Only the lines from the one containing "Would you mind pointing out the apple stem" through the last line below should be written out, exactly and with both ends kept.

## Begin

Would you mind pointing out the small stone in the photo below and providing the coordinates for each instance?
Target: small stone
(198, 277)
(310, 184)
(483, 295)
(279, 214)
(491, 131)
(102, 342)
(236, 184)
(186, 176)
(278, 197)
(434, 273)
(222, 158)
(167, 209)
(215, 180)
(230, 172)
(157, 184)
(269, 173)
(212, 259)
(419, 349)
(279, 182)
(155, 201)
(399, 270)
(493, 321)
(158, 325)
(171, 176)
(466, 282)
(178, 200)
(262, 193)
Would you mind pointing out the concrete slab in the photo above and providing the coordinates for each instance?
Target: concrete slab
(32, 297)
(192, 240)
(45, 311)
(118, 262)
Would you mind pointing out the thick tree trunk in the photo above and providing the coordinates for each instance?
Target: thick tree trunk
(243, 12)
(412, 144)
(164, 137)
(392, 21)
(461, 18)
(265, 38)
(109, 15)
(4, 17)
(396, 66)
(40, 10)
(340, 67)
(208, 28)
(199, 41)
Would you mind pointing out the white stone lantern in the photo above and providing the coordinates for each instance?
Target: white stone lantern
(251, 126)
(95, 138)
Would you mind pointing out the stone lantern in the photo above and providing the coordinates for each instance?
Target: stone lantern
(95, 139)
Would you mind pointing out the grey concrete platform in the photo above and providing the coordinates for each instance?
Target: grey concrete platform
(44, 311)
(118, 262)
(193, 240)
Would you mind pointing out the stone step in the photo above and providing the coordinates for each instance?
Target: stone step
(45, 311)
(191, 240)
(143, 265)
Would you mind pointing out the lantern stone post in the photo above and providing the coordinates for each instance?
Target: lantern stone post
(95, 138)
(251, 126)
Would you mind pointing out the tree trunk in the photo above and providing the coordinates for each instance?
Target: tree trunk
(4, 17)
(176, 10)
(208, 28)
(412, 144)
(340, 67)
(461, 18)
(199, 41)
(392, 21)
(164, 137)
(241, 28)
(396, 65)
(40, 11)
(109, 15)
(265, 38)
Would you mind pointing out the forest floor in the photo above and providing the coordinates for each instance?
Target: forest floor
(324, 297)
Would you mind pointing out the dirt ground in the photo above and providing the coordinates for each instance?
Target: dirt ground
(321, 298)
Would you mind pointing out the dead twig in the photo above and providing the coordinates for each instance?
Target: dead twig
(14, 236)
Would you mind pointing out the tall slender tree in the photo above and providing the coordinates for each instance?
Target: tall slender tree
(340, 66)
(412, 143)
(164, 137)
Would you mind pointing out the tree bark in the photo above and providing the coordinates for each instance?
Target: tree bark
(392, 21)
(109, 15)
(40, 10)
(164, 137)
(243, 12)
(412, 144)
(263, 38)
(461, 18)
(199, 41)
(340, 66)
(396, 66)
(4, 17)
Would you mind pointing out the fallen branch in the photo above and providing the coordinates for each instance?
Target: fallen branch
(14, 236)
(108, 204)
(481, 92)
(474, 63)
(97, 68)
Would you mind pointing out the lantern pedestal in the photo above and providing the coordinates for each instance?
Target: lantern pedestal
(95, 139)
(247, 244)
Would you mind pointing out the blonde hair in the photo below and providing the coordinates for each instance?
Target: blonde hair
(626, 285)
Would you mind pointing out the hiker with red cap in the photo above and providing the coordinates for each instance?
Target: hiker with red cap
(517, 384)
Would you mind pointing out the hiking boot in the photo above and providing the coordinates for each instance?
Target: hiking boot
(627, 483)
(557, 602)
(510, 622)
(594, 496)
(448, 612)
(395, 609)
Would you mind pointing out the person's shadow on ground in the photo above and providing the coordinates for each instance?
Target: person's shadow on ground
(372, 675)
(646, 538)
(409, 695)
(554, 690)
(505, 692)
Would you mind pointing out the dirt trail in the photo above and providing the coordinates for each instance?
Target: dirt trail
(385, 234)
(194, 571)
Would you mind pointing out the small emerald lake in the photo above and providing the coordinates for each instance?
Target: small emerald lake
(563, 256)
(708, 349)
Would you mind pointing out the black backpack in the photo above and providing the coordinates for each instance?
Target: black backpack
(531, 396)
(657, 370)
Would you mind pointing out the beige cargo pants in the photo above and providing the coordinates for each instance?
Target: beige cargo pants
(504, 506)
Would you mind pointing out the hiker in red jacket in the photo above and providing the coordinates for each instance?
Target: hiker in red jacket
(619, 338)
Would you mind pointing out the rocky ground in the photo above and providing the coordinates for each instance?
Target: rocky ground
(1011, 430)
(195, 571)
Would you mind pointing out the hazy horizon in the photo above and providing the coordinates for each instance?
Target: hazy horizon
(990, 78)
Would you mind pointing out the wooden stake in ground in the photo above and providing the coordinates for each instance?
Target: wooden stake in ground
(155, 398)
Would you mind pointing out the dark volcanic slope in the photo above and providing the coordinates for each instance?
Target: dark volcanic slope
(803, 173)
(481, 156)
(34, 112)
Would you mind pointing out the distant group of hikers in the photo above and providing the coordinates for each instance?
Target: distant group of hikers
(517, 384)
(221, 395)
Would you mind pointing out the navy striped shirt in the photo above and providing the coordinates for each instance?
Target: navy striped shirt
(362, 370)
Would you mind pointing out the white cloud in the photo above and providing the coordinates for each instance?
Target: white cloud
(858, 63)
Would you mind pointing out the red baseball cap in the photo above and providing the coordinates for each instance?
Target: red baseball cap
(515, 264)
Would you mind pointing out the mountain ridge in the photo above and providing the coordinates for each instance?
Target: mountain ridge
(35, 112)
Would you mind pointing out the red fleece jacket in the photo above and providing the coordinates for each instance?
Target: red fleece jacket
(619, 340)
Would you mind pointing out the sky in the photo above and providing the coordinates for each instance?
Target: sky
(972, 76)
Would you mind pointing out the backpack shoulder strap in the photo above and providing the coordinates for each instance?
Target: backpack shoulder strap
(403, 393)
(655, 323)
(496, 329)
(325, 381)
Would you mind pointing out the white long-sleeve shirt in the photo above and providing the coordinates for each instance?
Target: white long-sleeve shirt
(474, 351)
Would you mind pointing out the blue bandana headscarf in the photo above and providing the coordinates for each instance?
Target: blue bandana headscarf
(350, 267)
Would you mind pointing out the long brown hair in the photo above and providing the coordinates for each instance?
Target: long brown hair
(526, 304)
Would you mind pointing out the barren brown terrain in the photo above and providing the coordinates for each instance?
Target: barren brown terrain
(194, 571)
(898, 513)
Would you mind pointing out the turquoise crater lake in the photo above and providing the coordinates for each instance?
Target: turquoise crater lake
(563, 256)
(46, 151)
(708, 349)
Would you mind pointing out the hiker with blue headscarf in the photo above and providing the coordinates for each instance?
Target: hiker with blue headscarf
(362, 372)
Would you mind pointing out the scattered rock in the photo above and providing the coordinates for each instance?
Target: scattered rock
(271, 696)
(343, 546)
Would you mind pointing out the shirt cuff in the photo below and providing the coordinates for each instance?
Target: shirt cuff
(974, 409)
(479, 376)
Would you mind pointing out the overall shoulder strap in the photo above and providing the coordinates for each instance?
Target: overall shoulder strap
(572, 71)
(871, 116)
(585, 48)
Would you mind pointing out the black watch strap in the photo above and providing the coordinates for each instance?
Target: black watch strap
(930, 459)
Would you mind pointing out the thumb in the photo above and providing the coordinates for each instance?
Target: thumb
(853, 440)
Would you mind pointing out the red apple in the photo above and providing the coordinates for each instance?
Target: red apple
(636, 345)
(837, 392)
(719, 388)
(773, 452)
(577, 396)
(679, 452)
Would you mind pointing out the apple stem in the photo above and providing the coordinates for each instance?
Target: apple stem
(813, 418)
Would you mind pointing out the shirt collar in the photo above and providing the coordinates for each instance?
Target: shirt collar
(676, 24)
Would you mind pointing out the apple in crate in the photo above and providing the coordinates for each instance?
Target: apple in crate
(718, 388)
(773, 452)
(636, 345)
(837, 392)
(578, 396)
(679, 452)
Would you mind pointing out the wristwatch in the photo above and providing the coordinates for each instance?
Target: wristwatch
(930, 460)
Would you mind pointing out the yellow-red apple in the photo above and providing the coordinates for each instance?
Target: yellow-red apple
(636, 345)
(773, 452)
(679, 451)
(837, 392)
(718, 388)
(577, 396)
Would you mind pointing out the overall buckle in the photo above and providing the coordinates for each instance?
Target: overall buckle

## End

Task response:
Would you mind pointing out the apple stem in the photo above and providing the coordinates for each instance?
Target: apple stem
(813, 418)
Would you mind pointing out the shirt collar in the photo above and providing the coordinates for each instance?
Target: shirt collar
(676, 24)
Would you mind pointing out the apple in crate in the photo above and providing the coordinates for each instance?
Target: apple in crate
(718, 388)
(773, 452)
(636, 345)
(837, 392)
(578, 396)
(679, 452)
Would you mind pointing out the wristwatch in the photo above and providing the coordinates for each instance?
Target: wristwatch
(930, 460)
Would you mind pointing out the yellow-red apple in the photo above and providing the coordinates for each instance?
Target: yellow-red apple
(636, 345)
(773, 452)
(679, 451)
(837, 392)
(718, 388)
(577, 396)
Would you mind pointing out the overall buckle in the photo above and providing the coordinates for each instance?
Target: overall buckle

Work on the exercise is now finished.